==== STORED ROWS ====
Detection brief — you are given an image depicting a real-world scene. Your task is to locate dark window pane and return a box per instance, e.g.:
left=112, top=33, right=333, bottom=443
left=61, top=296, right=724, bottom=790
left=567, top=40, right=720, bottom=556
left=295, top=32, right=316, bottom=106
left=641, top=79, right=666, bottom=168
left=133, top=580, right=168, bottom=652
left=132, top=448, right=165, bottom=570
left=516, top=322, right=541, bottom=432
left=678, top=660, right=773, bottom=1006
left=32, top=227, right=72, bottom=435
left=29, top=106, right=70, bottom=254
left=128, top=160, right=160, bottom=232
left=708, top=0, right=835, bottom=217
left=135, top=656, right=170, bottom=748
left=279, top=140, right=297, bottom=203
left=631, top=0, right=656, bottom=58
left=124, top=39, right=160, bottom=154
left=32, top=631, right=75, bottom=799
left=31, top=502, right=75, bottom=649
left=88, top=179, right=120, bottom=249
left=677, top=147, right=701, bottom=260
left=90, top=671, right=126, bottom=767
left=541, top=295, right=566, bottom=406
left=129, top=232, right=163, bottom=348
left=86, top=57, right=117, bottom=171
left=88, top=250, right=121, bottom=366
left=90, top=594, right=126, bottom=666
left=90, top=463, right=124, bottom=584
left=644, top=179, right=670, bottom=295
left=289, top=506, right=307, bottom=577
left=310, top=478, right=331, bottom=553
====
» PROBLEM TO WORK ON: Render every line of the rows above as a numbered list, skipping any blank lines.

» THE RESPONSE:
1. Detection brief — you are given an image depicting a real-world scene. Your task is to locate dark window pane and return a box per instance, e.g.:
2. left=112, top=33, right=333, bottom=443
3. left=61, top=296, right=724, bottom=790
4. left=567, top=40, right=720, bottom=556
5. left=295, top=32, right=316, bottom=106
6. left=641, top=79, right=666, bottom=168
7. left=133, top=580, right=168, bottom=652
8. left=132, top=448, right=165, bottom=570
9. left=516, top=322, right=541, bottom=432
10. left=678, top=660, right=773, bottom=1006
11. left=32, top=227, right=72, bottom=435
12. left=29, top=106, right=70, bottom=254
13. left=128, top=160, right=160, bottom=232
14. left=708, top=0, right=835, bottom=217
15. left=135, top=656, right=170, bottom=748
16. left=279, top=140, right=297, bottom=203
17. left=631, top=0, right=656, bottom=58
18. left=124, top=39, right=160, bottom=154
19. left=32, top=631, right=75, bottom=799
20. left=31, top=502, right=75, bottom=649
21. left=88, top=179, right=120, bottom=249
22. left=677, top=147, right=701, bottom=260
23. left=90, top=671, right=126, bottom=767
24. left=541, top=295, right=566, bottom=406
25. left=129, top=232, right=163, bottom=348
26. left=86, top=57, right=117, bottom=171
27. left=88, top=250, right=121, bottom=366
28. left=90, top=594, right=126, bottom=666
29. left=90, top=463, right=124, bottom=584
30. left=644, top=179, right=670, bottom=295
31. left=289, top=506, right=307, bottom=577
32. left=310, top=478, right=331, bottom=553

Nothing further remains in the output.